**YOUR ASSIGNMENT:** List every personal name that appears in the poem in the blog post below.

**DOCUMENT EXCERPT:**
The rents went away, and stuck you with the dog
She can be really sweet, or a total bed hog

Seven days, that's 6 days too long
If Emily doesn't leave soon, you will have to hit the bong

She whines all day, what's a girl to do
Maybe she's just hungry, or has to take a poo.

Once Kath gets back, you will be free
Of that sweet little shit, named Emily

She's not a bad dog, just a pain in the butt
But what do you expect, she's just a mangy mutt

A Boxer Bloodhound mix, every lesbian's dream
Put the names together and you will see what I mean

A box-hound, look there, who would have thought
That explains why, she sniffs girls a lot

Ok, now this whole thing is just getting sick
But it's not my fault, she doesn't like dick

I bet Heath and her, get along great
2 lesbians in the same house, it must have been fate

It's time for me to go, I'm running out of flow
This poem is getting lame, and there is only me to blame

Lata Lata, I must be rollin out
I'll write more later, that I have no doubt


Well there is a little example of my stellar poetry, I hope you enjoy it, there is more where that came from and it is actually what inspired me to even consider writing this blog thing. I can write a poem in a flash and have been known to use the bar napkins, but I usually just sit and write them during my down time at work. Sometimes if the office needs a good laugh I will just pick a topic and go with it. Apparently I thought it would be fun to write about telling your kids about the “Birds and the Bees”.

**DATA:**

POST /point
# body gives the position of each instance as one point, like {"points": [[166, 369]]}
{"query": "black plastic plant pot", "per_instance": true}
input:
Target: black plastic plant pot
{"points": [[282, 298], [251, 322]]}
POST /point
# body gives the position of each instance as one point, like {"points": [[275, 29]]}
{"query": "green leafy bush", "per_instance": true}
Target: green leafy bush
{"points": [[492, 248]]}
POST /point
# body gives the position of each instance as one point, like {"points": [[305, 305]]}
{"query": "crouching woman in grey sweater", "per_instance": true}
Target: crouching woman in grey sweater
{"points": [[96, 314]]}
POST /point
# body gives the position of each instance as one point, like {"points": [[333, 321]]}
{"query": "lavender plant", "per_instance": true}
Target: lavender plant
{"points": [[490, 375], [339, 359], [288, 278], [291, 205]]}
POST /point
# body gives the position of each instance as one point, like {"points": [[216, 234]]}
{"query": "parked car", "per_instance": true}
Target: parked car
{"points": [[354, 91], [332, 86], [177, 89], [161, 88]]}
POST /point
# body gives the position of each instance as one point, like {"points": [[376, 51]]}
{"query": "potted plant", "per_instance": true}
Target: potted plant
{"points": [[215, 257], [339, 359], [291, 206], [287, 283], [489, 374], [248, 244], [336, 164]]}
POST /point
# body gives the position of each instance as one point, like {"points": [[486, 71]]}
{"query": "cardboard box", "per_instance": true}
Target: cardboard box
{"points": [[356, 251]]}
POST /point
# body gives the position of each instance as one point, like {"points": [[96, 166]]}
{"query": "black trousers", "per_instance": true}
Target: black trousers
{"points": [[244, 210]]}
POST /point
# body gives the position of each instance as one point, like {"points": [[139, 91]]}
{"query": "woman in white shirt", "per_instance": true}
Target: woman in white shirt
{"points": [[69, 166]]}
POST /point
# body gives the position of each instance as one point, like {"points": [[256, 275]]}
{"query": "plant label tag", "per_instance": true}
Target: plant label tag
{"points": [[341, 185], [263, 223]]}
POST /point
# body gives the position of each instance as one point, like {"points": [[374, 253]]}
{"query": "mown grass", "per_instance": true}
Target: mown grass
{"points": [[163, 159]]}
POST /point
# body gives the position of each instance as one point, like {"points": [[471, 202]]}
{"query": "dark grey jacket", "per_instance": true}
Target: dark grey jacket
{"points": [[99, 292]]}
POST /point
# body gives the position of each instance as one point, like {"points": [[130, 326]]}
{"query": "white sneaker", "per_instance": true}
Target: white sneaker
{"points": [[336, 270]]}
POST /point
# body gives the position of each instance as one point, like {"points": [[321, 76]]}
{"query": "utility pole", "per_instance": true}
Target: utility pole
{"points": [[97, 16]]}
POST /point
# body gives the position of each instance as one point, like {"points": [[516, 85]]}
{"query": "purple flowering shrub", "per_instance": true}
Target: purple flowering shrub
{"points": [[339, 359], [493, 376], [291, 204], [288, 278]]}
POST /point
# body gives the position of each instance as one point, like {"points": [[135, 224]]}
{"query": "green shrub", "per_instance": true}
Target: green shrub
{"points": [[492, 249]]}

**YOUR RESPONSE:** Emily, Kath, Heath